Parlamentskorrespondenz Nr. 120 vom 27.02.2007

Richtwert von 25 für Klassenschülerhöchstzahlen

Schmied: Öffentliches Bildungssystem attraktiv gestalten

Wien (PK) – Bundesministerin Claudia Schmied stellte sich heute erstmals den Mitgliedern des Unterrichtsausschusses in einer Aktuellen Aussprache. Dabei fasste sie ihre Ziele als Bildungsministerin zusammen und betonte, ihr sei es ein besonderes Anliegen, das öffentliche Bildungssystem attraktiv zu gestalten und das Image der Lehrerinnen und Lehrer zu erhöhen. Schule soll Freude machen, so Schmied. Bildung, worunter sie Aus- und Weiterbildung verstehe, habe in einer Welt des raschen Wandels, des Wettbewerbs und der Globalisierung Haltung und Orientierung zu vermitteln. Lebensbegleitendes Lernen hält sie für unerlässlich. Schmied unterstrich, ihre politischen Entscheidungen auf der Basis von Grundlagen treffen zu wollen. Dabei werde sie das Gespräch der Betroffenen suchen, versicherte die Ministerin. Entscheidend für die Glaubwürdigkeit gerade in der Bildungspolitik ist für Schmied vor allem der Respekt und die Wertschätzung im politischen Umgang miteinander. Sie habe vor, Zukunftsgespräche über das Bildungssystem zu führen, kündigte Schmied an.

Eines der zentralen Themen in der Aktuellen Aussprache war die Senkung der Klassenschülerhöchstzahlen, zu dem auch zwei Anträge der Grünen und einer des BZÖ vorlagen. Diese wurden ebenso vertagt wie die Entschließung der Freiheitlichen, wonach der Film "Eine unbequeme Wahrheit" von Al Gore den Schulen zur Verfügung gestellt werden sollte.

#### Quelldaten
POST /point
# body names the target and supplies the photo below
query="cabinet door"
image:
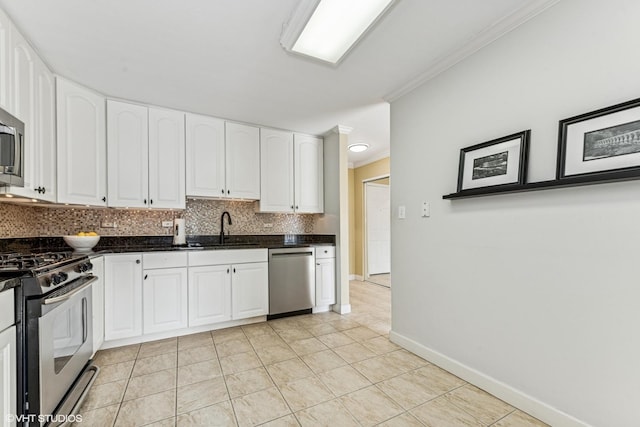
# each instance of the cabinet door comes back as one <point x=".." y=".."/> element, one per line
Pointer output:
<point x="82" y="149"/>
<point x="209" y="294"/>
<point x="276" y="171"/>
<point x="127" y="155"/>
<point x="98" y="303"/>
<point x="242" y="148"/>
<point x="165" y="299"/>
<point x="122" y="296"/>
<point x="205" y="156"/>
<point x="24" y="95"/>
<point x="325" y="282"/>
<point x="8" y="375"/>
<point x="249" y="290"/>
<point x="6" y="63"/>
<point x="309" y="177"/>
<point x="166" y="159"/>
<point x="45" y="138"/>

#### Aufgabe A
Übersetze den Satz „Lebensbegleitendes Lernen hält sie für unerlässlich.“ aus der Parlamentskorrespondenz ins Englische.
#### Aufgabe B
Führe die Parlamentskorrespondenz zur Aussprache im Unterrichtsausschuss im Anschluss an ihren letzten Satz weiter.

#### Lösung A
She considers lifelong learning indispensable.

#### Lösung B
Schmied: Mehr Zuwendung für die Schülerinnen und Schüler

Angesprochen von den Abgeordneten Nikolaus Prinz, Gertrude Brinek, Werner Amon (alle V), Martin Graf (F) Dieter Brosz und Barbara Zwerschitz (beide G) auf die Senkung der Klassenschülerhöchstzahlen, hielt Bundesministerin Schmied fest, dass ab dem Schuljahr 2007/08 beginnend mit den ersten Klassen der Volksschulen, Hauptschulen, des Polytechnischen Lehrgangs und der AHS für die Klassenschülerhöchstzahlen ein Richtwert von 25 gelten soll. Dadurch werde es möglich sein, den Schülerinnen und Schülern mehr Zuwendung zu schenken. Schmied bezeichnete diese Maßnahme als ersten großen Schritt einer Bildungsreform.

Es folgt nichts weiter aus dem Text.